Prompt: Scan the records for the line containing "In this exercise you will tag the cluster". From there through the last line, write out each line exactly.

Image-grounded pointing data:
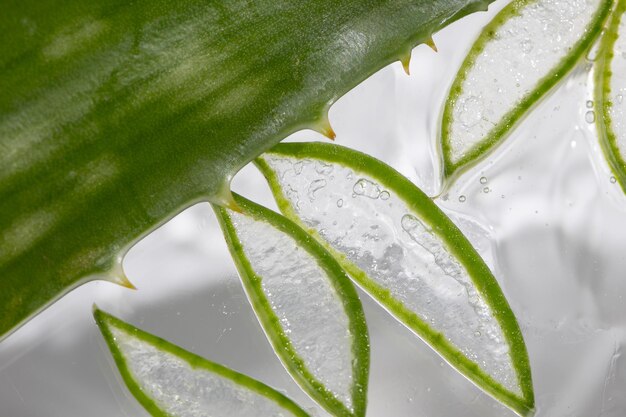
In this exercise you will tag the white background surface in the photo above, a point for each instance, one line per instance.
(552, 226)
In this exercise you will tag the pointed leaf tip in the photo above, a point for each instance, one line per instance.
(405, 60)
(185, 384)
(323, 127)
(122, 280)
(431, 43)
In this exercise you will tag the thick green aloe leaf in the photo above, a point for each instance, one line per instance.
(306, 304)
(172, 382)
(519, 56)
(409, 256)
(116, 115)
(610, 89)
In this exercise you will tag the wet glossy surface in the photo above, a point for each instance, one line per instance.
(547, 218)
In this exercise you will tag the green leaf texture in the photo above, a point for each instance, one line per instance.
(115, 115)
(610, 87)
(409, 256)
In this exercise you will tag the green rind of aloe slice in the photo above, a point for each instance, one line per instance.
(271, 323)
(452, 170)
(456, 243)
(603, 74)
(106, 321)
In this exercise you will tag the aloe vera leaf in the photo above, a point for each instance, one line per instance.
(409, 256)
(116, 115)
(610, 88)
(306, 304)
(520, 55)
(169, 381)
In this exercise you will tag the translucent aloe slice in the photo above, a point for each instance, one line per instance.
(171, 382)
(523, 52)
(406, 253)
(610, 91)
(306, 304)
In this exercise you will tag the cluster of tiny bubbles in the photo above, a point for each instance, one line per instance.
(366, 188)
(590, 115)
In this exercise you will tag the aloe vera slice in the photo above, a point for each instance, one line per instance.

Solution below:
In this exercise you will tag the cluster of tiny bubbles in the photo above, a point for each instance, one line per instance.
(366, 188)
(590, 115)
In this exercise you will tag the aloe vera slice in the photo above, a point for each instance, one line per instance.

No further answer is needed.